» **WORK TASK 1**:
Duplicate the post about ETS counters below word for word, from its first line to its last.
___ EXTRACTED TEXT
Have you considered using ETS counters, and possibly a monitor process?
The idea being that if you have thousands of connections, trying to
increment an ETS counter outside of the supervision structure?

In my experience with whatever ended up being high throughput or low
latency, what could kill you was not the fact that the counter was
necessarily high, but how much contention there is to it.

If you're in the kind of position where you need to limit the number of
transactions to avoid falling over, it will *not* reduce the number of
messages sent to the supervisor, and if you start going over the top,
you'll time out no matter what, just because the supervisor won't be
able to keep up with the demand.

It takes a while before reaching that level, but in these cases, what I
end up doing most of the time is holding an ETS counter that maintains
itself at most to the max level given. Increment the counter as an
atomic operation (a write operation that also reads, so you benefit from
{read_concurrency,true} as an option). Assuming an entry of the form
{transactions, N}:

-spec can_start(ets:tid()) -> boolean().
can_start(Table) ->
%% the counter should start at 0 when initiating things
MaxValue = application:get_env(your_app, max_trans),
MaxValue > ets:update_counter(Table,
transactions,
{2, 1, MaxValue, MaxValue}).

Using that command, the max value will be easily configurable, will keep
a ceiling set to the max value in there, and will be much, much faster
to deny (and accept) requests while keeping your supervisor less loaded.
______
___ EXTRACTED MATERIAL
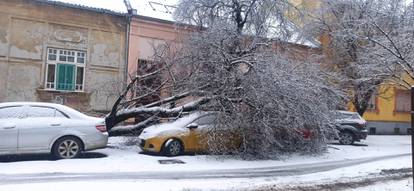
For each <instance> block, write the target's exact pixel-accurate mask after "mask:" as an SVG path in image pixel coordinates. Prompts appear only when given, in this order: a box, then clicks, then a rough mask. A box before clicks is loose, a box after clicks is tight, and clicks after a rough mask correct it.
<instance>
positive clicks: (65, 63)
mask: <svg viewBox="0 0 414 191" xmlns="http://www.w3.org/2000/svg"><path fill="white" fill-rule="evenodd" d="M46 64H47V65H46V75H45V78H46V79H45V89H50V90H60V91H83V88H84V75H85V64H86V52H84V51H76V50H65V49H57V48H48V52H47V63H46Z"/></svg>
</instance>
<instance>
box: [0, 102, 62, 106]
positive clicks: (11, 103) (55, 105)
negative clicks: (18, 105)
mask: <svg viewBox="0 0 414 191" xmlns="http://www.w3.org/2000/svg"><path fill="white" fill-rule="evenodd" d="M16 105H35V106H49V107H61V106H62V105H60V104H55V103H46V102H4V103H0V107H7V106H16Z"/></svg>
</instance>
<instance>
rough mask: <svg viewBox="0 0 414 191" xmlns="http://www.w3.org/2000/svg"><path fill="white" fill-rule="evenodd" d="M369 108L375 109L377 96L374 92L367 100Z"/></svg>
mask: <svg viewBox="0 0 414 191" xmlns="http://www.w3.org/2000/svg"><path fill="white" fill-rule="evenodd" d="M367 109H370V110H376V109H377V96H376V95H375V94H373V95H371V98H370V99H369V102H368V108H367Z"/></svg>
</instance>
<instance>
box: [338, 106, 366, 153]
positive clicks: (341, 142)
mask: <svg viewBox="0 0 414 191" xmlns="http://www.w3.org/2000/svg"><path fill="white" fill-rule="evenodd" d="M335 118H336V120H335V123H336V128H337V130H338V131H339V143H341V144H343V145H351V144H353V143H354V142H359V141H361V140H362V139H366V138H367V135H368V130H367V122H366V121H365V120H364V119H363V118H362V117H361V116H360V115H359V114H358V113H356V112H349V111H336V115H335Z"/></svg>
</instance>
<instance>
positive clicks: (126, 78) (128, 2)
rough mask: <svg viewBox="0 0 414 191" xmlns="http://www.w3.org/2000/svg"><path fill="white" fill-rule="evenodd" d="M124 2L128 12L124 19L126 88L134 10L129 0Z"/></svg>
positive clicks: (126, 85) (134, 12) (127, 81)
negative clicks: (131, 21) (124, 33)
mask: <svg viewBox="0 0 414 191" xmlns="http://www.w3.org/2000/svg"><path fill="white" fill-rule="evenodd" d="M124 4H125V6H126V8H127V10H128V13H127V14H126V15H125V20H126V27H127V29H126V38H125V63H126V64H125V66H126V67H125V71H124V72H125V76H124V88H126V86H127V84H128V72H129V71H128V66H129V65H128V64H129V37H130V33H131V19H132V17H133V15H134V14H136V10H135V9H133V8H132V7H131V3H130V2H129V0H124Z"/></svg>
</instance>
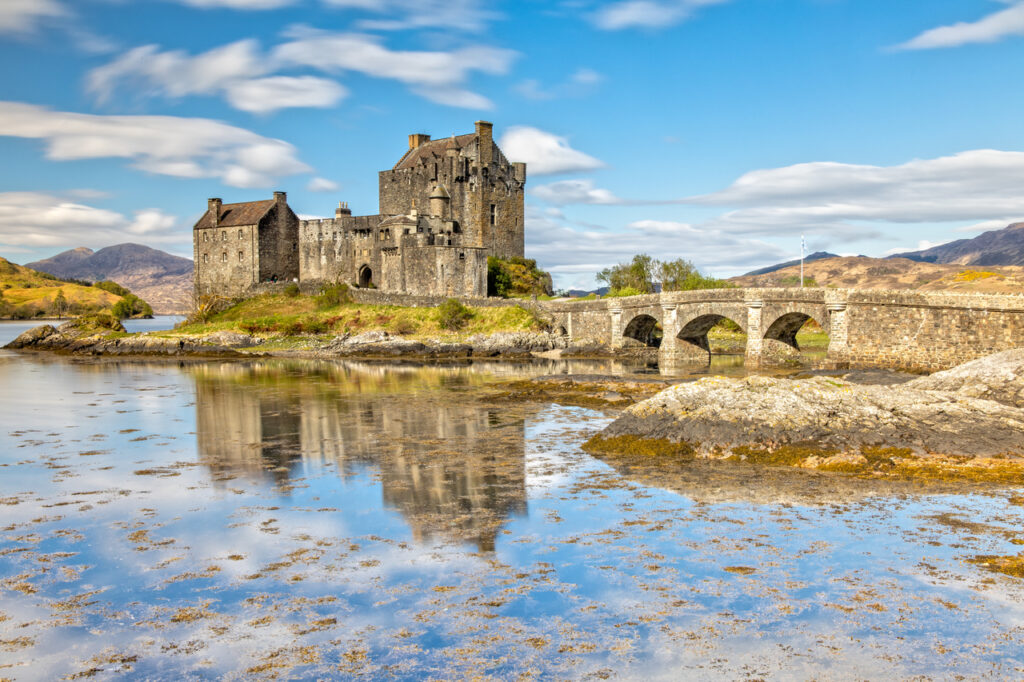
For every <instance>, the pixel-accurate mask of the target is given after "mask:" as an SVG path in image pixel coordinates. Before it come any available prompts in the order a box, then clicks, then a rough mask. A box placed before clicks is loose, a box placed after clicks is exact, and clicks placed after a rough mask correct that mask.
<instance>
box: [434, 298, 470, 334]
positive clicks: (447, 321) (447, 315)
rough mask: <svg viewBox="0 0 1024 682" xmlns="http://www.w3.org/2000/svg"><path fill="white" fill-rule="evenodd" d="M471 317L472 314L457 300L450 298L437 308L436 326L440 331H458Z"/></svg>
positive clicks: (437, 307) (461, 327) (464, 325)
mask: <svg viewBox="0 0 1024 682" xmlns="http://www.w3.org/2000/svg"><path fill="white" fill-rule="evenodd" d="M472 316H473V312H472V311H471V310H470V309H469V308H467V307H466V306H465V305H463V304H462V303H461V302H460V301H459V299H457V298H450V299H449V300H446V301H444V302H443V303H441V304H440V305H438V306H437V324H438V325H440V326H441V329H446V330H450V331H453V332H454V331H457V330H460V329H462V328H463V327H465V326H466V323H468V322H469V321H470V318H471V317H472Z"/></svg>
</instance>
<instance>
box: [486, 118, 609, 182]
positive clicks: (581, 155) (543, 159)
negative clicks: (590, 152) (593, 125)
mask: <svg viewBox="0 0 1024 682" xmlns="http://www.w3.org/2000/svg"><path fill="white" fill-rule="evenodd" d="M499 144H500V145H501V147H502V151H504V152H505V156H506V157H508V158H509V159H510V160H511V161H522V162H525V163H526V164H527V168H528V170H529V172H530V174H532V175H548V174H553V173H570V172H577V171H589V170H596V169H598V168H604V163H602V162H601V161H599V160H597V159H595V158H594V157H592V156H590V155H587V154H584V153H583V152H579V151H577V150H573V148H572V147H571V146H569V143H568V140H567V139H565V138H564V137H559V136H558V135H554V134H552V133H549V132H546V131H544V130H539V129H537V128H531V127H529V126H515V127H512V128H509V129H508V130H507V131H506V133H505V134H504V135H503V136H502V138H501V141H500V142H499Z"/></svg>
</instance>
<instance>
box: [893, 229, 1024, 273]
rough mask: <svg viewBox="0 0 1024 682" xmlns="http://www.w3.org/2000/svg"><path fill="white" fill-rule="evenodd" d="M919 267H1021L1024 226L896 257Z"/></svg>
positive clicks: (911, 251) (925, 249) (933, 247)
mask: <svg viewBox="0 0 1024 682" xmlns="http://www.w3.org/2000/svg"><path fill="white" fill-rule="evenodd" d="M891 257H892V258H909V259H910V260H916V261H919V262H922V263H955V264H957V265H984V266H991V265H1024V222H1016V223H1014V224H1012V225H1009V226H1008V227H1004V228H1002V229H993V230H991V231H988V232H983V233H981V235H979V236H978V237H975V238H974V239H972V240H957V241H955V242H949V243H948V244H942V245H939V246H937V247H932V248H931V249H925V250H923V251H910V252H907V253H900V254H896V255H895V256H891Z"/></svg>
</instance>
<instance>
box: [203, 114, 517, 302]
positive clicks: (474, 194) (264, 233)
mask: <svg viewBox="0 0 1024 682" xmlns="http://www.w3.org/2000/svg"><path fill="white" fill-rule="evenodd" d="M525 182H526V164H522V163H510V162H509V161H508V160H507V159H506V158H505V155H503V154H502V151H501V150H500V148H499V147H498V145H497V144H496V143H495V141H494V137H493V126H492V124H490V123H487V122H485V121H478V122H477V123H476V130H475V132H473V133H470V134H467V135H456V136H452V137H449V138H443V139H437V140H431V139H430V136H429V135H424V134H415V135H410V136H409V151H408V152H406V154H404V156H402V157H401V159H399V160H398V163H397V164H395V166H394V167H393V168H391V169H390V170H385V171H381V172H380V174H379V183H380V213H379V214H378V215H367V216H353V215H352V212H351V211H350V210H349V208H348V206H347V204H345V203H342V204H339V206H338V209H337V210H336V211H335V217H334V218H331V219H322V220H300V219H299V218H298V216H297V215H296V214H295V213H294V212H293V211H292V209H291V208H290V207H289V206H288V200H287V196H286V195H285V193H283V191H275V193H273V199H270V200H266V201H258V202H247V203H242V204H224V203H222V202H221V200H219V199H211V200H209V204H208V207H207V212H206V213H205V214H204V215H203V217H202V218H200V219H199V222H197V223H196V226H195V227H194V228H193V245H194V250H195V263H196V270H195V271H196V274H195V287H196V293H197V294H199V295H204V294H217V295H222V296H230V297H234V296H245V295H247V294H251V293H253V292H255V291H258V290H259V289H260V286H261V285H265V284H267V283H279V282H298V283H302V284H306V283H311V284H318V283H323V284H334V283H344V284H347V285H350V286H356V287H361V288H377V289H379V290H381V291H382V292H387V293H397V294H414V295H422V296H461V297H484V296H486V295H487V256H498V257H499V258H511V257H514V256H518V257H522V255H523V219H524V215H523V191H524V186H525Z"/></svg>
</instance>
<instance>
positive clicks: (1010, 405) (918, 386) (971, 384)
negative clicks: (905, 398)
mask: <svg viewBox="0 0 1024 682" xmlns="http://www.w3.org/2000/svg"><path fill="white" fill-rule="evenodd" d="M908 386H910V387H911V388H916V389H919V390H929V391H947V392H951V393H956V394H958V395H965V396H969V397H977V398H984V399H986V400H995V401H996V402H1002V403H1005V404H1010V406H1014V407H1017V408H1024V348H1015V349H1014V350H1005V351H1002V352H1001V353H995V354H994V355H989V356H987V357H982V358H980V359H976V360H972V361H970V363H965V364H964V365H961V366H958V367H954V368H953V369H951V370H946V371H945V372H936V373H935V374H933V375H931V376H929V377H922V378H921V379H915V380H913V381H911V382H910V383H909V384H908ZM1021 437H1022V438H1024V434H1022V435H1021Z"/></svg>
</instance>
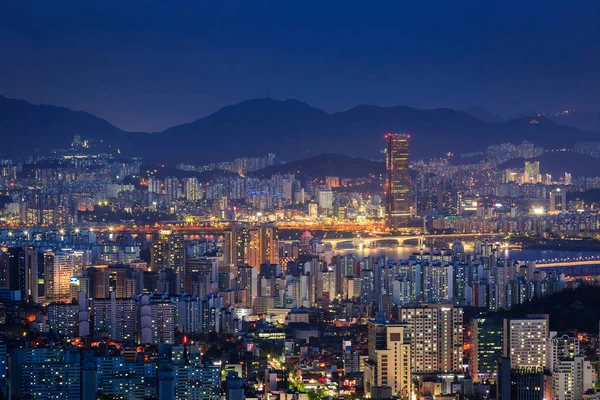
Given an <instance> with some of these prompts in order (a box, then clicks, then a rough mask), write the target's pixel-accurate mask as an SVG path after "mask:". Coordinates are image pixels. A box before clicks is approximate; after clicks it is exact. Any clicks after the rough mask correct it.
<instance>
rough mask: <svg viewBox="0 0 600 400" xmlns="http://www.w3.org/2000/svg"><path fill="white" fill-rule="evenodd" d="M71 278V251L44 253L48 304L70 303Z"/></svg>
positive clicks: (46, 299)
______
» **WORK TASK 2**:
Write out the records from their very beginning through the line with "positive clicks: (65, 63)", including that line, but leave out the picture.

» **WRITTEN ANSWER 1**:
Have you considered using ETS counters, and possibly a monitor process?
The idea being that if you have thousands of connections, trying to
increment an ETS counter outside of the supervision structure?

In my experience with whatever ended up being high throughput or low
latency, what could kill you was not the fact that the counter was
necessarily high, but how much contention there is to it.

If you're in the kind of position where you need to limit the number of
transactions to avoid falling over, it will *not* reduce the number of
messages sent to the supervisor, and if you start going over the top,
you'll time out no matter what, just because the supervisor won't be
able to keep up with the demand.

It takes a while before reaching that level, but in these cases, what I
end up doing most of the time is holding an ETS counter that maintains
itself at most to the max level given. Increment the counter as an
atomic operation (a write operation that also reads, so you benefit from
{read_concurrency,true} as an option). Assuming an entry of the form
{transactions, N}:

-spec can_start(ets:tid()) -> boolean().
can_start(Table) ->
%% the counter should start at 0 when initiating things
MaxValue = application:get_env(your_app, max_trans),
MaxValue > ets:update_counter(Table,
transactions,
{2, 1, MaxValue, MaxValue}).

Using that command, the max value will be easily configurable, will keep
a ceiling set to the max value in there, and will be much, much faster
to deny (and accept) requests while keeping your supervisor less loaded.

» **WRITTEN ANSWER 2**:
For each <instance> block, write the target's exact pixel-accurate mask after "mask:" as an SVG path in image pixel coordinates. Prompts appear only when given, in this order: a box, then clicks, then a rough mask. A box before clicks is loose, a box after clicks is tight, and clicks after a rough mask correct it.
<instance>
positive clicks: (65, 63)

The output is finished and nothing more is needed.